AIM OF THE TASK -
Images aside, return all the entries exactly.

DATA SHOWN -

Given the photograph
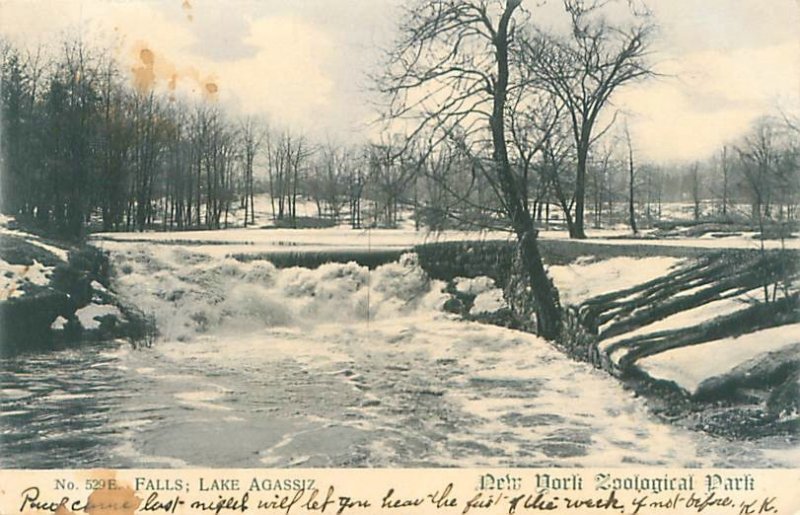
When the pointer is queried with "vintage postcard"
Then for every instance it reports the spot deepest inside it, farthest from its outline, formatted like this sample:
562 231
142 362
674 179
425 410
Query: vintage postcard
399 256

RESULT BELOW -
Given the photograph
When the pointer is queried with "vintage postcard"
Then for every instance it reports the spot deepest inside it, farthest from its outline, formatted like this sample:
562 231
142 362
674 179
425 410
Query: vintage postcard
399 256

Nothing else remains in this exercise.